-- Start SOURCE RECORDS --

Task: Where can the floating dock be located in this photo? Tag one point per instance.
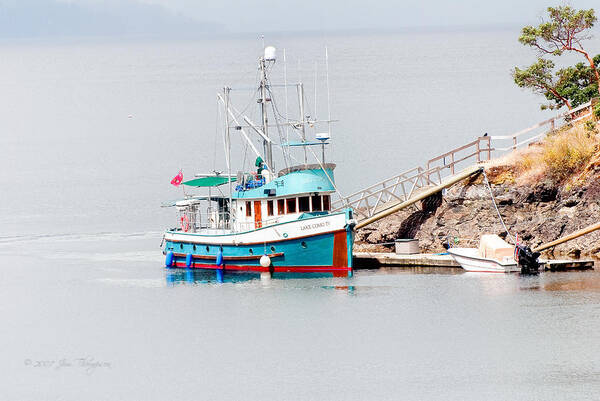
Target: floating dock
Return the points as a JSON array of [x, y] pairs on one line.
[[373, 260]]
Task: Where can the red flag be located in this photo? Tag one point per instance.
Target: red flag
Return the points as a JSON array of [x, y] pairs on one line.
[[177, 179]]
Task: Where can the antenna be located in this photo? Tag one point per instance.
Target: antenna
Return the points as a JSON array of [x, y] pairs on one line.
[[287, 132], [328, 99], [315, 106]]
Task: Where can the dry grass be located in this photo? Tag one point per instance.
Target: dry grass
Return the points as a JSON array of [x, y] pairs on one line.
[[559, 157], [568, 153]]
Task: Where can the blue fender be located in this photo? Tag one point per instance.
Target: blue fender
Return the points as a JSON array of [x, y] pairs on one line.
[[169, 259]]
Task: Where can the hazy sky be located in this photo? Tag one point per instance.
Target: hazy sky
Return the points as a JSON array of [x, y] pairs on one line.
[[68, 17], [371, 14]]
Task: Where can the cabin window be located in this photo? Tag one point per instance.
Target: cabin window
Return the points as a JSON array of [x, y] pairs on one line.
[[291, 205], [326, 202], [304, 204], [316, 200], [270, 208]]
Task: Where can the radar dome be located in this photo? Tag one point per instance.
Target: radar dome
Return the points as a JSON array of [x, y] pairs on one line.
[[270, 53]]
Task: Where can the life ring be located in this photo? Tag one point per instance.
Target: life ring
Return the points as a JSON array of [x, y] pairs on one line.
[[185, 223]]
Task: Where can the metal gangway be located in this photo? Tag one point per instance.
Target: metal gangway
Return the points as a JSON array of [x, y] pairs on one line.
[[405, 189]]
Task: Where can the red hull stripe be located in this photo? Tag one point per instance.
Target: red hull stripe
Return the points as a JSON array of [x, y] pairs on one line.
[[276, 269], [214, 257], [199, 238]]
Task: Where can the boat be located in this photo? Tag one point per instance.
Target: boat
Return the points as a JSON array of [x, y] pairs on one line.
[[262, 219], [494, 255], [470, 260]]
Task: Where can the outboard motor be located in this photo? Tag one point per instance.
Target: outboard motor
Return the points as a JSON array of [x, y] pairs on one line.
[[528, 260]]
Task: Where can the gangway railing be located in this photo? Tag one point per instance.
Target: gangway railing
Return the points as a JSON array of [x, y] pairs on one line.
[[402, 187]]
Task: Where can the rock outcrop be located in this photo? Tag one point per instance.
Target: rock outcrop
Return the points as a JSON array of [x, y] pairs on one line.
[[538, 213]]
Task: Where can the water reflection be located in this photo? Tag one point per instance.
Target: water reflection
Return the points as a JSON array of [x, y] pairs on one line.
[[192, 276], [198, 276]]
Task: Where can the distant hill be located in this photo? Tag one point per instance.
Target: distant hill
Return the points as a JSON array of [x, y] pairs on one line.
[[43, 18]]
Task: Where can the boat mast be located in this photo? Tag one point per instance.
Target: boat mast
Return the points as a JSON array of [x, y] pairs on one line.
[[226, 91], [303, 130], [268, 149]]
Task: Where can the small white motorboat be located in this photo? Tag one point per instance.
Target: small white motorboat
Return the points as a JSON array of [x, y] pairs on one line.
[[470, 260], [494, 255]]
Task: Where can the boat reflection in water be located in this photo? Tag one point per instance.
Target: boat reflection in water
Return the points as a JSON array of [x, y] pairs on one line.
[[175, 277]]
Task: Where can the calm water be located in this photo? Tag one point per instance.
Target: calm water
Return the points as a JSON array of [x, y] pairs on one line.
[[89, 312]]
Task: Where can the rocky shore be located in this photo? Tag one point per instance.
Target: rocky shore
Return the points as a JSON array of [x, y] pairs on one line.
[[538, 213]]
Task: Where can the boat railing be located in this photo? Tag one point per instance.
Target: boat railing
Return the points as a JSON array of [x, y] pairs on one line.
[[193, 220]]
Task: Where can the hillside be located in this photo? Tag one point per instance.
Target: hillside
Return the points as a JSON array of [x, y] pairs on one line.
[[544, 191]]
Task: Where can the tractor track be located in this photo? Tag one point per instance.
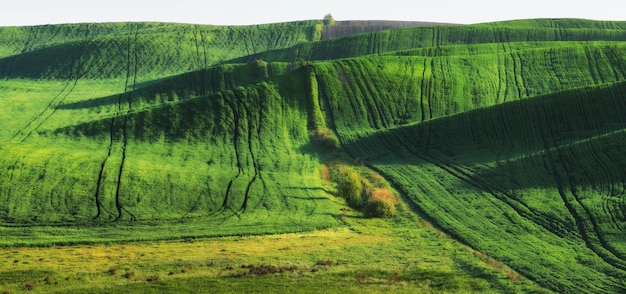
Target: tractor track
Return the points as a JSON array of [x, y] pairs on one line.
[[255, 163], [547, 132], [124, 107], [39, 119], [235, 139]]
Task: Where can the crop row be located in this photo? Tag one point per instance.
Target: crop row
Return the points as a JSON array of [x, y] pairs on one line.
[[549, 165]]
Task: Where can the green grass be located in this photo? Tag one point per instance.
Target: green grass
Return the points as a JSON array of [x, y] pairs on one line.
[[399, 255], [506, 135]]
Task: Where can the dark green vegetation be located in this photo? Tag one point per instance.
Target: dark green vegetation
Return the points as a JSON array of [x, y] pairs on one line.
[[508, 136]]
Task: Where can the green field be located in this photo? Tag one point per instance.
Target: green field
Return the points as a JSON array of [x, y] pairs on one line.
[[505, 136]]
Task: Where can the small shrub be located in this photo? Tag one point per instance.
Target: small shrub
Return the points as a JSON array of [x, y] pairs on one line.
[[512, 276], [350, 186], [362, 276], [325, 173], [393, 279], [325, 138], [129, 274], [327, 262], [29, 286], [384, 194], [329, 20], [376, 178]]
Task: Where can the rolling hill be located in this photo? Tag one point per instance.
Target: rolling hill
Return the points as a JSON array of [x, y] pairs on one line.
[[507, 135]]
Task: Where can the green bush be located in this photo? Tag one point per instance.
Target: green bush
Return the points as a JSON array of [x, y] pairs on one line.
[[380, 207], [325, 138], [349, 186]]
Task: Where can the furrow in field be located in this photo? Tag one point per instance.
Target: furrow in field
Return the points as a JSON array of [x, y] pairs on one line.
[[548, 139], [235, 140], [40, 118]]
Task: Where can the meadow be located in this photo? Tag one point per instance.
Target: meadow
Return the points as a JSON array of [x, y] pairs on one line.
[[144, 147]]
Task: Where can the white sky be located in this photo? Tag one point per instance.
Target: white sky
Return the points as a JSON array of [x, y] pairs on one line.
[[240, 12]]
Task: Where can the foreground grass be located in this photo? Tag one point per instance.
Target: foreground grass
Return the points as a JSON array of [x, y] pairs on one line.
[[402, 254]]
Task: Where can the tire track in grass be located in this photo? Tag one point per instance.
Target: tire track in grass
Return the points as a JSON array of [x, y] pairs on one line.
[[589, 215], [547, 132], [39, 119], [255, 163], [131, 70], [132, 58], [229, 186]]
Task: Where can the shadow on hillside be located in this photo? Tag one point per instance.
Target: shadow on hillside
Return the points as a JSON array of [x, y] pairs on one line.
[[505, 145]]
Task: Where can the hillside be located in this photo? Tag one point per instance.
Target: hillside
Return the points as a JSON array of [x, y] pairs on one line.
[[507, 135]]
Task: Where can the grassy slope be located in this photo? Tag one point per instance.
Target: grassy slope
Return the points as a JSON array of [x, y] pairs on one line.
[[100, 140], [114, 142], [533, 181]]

-- End SOURCE RECORDS --
-- Start SOURCE RECORDS --

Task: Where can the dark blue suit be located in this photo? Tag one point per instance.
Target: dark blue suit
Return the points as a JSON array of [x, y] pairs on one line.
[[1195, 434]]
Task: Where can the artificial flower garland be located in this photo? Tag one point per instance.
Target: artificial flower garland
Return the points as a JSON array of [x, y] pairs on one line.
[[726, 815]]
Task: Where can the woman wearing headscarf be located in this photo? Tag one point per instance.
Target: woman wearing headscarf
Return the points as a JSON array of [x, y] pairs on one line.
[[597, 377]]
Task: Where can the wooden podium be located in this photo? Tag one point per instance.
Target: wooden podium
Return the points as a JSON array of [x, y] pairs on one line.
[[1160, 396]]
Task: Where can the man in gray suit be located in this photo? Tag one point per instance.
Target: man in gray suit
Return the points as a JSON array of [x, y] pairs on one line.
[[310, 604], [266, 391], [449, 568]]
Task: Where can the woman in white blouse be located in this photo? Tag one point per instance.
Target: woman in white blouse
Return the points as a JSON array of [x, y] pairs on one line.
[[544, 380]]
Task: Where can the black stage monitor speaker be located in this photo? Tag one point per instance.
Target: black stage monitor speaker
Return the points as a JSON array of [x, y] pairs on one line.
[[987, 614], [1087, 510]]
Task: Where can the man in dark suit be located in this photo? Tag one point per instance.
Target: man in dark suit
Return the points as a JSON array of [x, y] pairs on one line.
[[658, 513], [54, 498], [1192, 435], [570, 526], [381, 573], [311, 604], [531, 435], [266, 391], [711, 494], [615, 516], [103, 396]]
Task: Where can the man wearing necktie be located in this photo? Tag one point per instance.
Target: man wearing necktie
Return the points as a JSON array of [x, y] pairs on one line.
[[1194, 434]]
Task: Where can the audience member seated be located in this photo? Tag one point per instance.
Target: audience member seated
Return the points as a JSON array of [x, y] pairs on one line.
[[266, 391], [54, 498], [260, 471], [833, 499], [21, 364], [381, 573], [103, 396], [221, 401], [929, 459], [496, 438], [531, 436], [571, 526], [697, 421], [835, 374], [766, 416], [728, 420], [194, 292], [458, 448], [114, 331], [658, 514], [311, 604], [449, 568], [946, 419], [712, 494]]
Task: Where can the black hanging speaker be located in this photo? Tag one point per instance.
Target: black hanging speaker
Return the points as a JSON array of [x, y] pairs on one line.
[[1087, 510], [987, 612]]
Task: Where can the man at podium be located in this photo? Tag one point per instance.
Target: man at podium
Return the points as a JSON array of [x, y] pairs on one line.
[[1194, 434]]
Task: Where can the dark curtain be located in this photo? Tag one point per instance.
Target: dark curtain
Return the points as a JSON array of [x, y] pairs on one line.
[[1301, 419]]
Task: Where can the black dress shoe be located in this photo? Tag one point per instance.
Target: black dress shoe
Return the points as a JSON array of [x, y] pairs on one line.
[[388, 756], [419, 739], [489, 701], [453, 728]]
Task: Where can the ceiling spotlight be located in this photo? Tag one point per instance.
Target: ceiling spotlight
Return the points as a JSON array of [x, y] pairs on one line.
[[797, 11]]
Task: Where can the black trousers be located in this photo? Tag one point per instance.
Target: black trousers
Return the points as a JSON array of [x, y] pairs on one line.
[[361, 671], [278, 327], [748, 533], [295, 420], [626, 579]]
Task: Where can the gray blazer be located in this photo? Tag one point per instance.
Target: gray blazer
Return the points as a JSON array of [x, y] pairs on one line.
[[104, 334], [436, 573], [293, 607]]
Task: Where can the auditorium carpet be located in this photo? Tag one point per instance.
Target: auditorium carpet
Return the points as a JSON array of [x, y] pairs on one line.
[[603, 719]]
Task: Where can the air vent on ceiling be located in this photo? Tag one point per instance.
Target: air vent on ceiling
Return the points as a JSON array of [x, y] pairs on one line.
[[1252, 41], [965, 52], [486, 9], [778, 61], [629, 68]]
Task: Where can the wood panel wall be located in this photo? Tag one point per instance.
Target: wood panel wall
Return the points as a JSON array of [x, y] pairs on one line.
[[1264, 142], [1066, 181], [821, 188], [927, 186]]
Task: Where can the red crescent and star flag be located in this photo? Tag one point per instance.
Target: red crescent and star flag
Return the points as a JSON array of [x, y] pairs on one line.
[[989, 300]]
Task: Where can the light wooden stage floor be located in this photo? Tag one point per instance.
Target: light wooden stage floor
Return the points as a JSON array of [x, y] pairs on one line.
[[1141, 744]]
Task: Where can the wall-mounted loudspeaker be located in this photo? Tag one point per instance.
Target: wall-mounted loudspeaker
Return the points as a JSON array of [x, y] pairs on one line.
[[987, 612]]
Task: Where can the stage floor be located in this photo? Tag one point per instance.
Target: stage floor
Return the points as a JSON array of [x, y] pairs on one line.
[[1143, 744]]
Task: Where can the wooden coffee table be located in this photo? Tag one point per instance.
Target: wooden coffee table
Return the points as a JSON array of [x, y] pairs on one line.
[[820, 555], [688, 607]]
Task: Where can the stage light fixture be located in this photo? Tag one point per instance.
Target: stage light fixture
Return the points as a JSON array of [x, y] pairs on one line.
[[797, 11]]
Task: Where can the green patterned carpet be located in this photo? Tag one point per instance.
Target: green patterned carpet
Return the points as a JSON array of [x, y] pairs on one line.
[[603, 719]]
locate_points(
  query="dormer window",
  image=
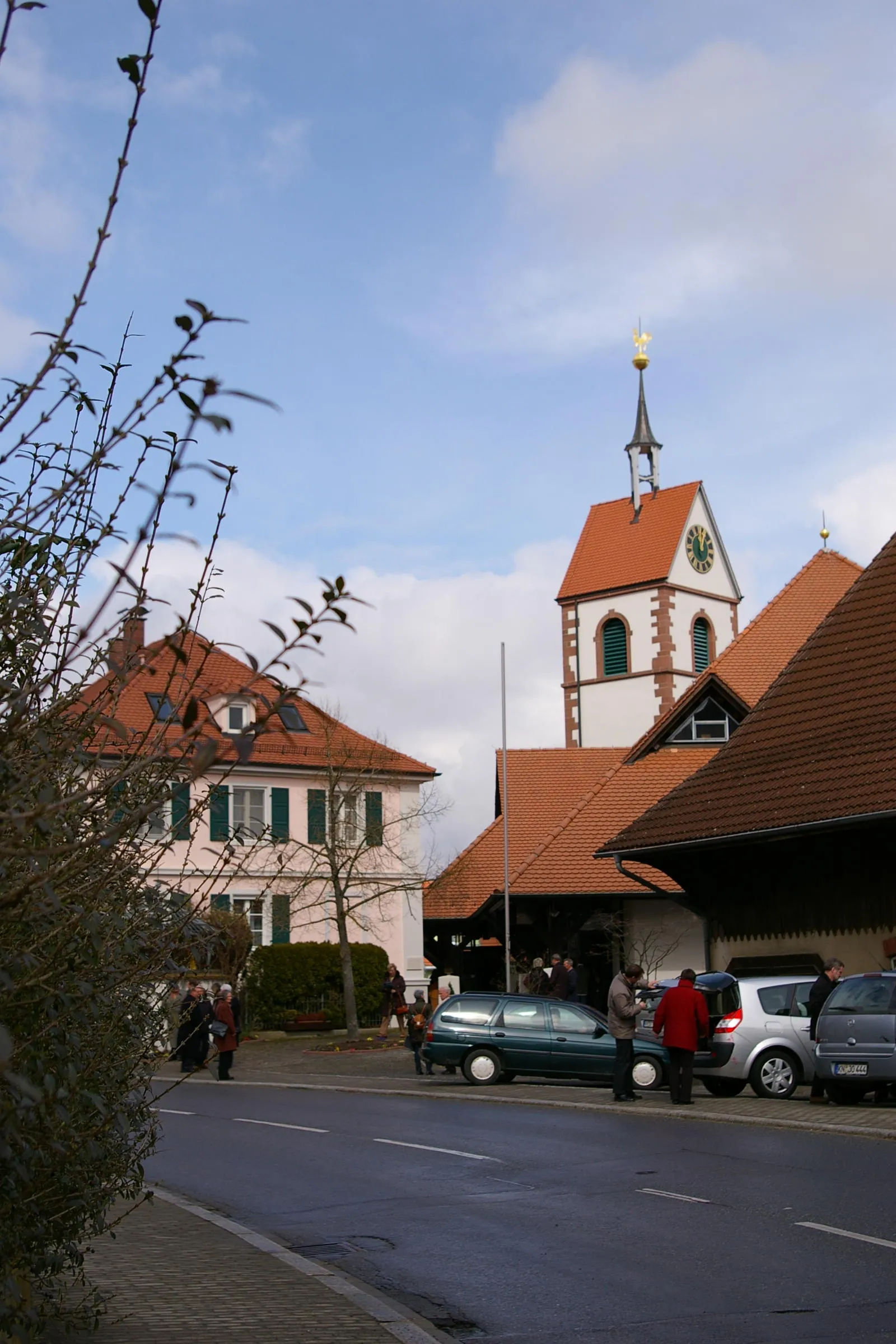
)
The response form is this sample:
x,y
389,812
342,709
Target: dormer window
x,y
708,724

-- End SOURCE RECORDS --

GIVEN INSTRUCTION:
Begin at the line that contains "Task: Where can the floating" and stop after the line that contains "[[373, 260]]". Write those lines out again with "floating dock" switched to "pontoon" and everything else unchanged, but leave out the picture.

RESPONSE TO THIS EXERCISE:
Task: Where can the pontoon be located in this photo? Tag one point per instance.
Target: pontoon
Return the points as a JSON array of [x, y] pairs on one line.
[[373, 260]]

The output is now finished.